Stated exercise A - In the forum post below, which program handles the vase model that fails in slic3r?

Text extract -
Creating pinshape printable versions of FDM technique prints

Hi all,
I’m brand new to here, got invited by a message from a user on thing***se.
Some of my best new models are solids that I print with a few base layers and then a single fat perimeter, no top layers. To print on powders with laser bonding is a technique I’ve never had experience in setting up.

Here are some things I can easily do in Slicer, Cura or Mattercontrol:
Scale: all axis or individual axis.
Choose different fill styles including empty.
Choose number of perimeters and top and bottom layers.

To print a Vase for example, I have an openscad algorithm I wrote to skin a tubular solid with edge joined triangles according to formulae I insert to modify the radius and height in various mathematical patterns.
This produces a non simple model for anything above 1 layer high. It fails in slic3r, but Mattercontrol has no issues with it, I typically print 3 to 4 bottom layers and one fat perimeter. I get great adhesion and the model looks good, feels robust.
Sometimes I decide I want to scale a model, so I simply adjust the axis and reprint, no problem. This should be an option for customers on here, there will be interior decorators and architects, householders who want a quite precisely sized version of models on here.

Use of non solid fill styles is of great benefit on FDM printers as lighter parts may be made with similar strength and less volume of material. Jewelers will be doing this with gold as soon as it’s available.

Voronoi processing gives some of these advantages as a preprocessing step but not if we are still requiring the full unbroken skin.

Can pinshape provide any of these features and if so, as designers, how do we enable the options as preset and/or with ranges for customer selection?

Given records -
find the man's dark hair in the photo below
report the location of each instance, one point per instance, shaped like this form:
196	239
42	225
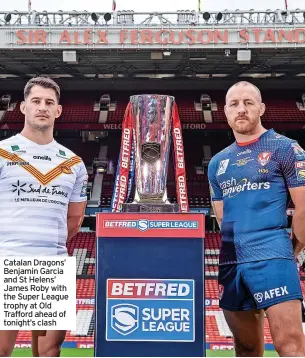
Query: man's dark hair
44	82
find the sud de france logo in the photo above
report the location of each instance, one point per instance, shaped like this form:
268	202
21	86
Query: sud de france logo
125	318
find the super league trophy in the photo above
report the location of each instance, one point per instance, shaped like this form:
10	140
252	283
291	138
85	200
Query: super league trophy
151	126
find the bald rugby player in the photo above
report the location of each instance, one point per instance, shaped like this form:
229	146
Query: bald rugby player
42	196
249	183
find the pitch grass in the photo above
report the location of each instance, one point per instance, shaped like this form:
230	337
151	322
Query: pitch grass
87	352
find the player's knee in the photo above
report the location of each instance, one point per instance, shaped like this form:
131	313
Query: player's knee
53	351
290	345
5	352
248	350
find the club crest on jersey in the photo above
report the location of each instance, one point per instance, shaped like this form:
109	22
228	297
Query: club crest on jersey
65	169
223	165
264	158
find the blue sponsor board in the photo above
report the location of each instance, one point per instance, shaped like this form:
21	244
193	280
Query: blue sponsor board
152	318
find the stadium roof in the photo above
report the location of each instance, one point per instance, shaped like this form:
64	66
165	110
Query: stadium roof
129	69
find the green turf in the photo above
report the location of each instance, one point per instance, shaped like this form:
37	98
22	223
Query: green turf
86	352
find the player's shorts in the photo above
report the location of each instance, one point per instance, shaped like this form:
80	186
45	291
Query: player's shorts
258	285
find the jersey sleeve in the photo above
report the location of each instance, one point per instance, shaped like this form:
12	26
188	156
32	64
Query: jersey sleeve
79	193
292	159
215	190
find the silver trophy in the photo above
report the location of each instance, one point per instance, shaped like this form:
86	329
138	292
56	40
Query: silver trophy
151	123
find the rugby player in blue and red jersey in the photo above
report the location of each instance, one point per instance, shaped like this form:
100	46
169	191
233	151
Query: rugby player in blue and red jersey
249	182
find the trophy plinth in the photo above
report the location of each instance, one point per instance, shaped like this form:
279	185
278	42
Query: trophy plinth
150	208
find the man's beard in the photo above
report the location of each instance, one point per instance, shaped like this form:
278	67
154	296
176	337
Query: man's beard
247	127
39	127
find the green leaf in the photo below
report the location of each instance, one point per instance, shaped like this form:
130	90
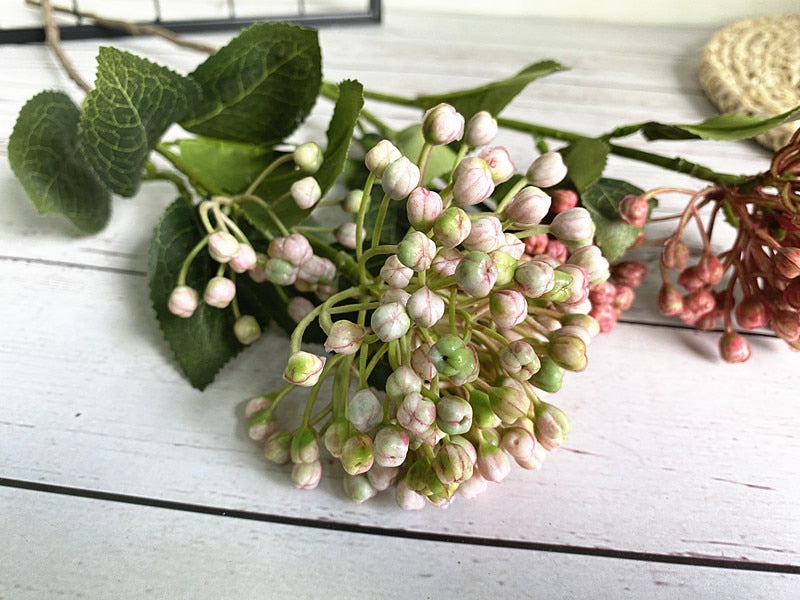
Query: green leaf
441	161
274	190
132	105
724	127
601	199
260	86
44	156
492	97
586	161
203	343
223	166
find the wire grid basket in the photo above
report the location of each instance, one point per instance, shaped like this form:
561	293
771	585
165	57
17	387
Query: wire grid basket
185	16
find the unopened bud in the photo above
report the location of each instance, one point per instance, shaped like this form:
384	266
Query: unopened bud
442	124
183	301
547	170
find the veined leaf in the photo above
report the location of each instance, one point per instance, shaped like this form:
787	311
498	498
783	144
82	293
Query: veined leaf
44	156
203	343
601	199
260	86
492	97
132	105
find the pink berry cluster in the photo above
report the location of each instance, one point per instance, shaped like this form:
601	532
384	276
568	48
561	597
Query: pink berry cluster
290	259
753	284
470	330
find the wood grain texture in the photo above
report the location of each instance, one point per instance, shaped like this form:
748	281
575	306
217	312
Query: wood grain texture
673	453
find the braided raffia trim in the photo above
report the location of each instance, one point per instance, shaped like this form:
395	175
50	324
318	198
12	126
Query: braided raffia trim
753	67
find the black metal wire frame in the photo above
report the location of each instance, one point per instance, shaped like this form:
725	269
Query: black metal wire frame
83	31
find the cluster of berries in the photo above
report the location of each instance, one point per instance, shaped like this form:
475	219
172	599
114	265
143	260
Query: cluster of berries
473	325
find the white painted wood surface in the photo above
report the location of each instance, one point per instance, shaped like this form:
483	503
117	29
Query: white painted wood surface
674	457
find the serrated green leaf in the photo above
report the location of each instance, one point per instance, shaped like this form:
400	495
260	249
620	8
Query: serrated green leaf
492	97
203	343
441	160
586	160
260	86
274	189
223	165
44	156
132	105
601	199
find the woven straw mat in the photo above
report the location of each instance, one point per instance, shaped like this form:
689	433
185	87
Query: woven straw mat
753	67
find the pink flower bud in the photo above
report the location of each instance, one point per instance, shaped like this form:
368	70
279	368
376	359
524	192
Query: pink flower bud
454	415
534	278
244	259
527	208
364	410
183	301
634	210
591	258
416	251
308	157
452	227
305	445
345	337
499	162
246	329
357	454
222	246
481	129
445	262
280	271
346	235
734	348
219	292
303	368
563	200
416	413
476	274
423	207
276	447
298	308
552	426
294	248
574	227
305	192
472	182
675	254
547	170
408	499
493	463
395	273
508	308
390	321
442	124
380	156
752	312
519	360
400	178
629	272
391	446
787	262
306	475
486	234
518	442
425	307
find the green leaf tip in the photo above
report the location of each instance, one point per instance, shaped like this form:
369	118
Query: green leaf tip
44	155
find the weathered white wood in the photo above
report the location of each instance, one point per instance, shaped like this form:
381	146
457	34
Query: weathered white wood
57	546
672	451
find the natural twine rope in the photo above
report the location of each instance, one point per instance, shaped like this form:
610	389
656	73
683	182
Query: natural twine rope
753	67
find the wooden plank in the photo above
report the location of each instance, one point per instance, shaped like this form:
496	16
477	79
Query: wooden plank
86	548
672	451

Stated exercise B - Count how many lines of the listing contain the string "frame", and reply with the number alone.

Written solution A - Mattercontrol

Written solution B - 2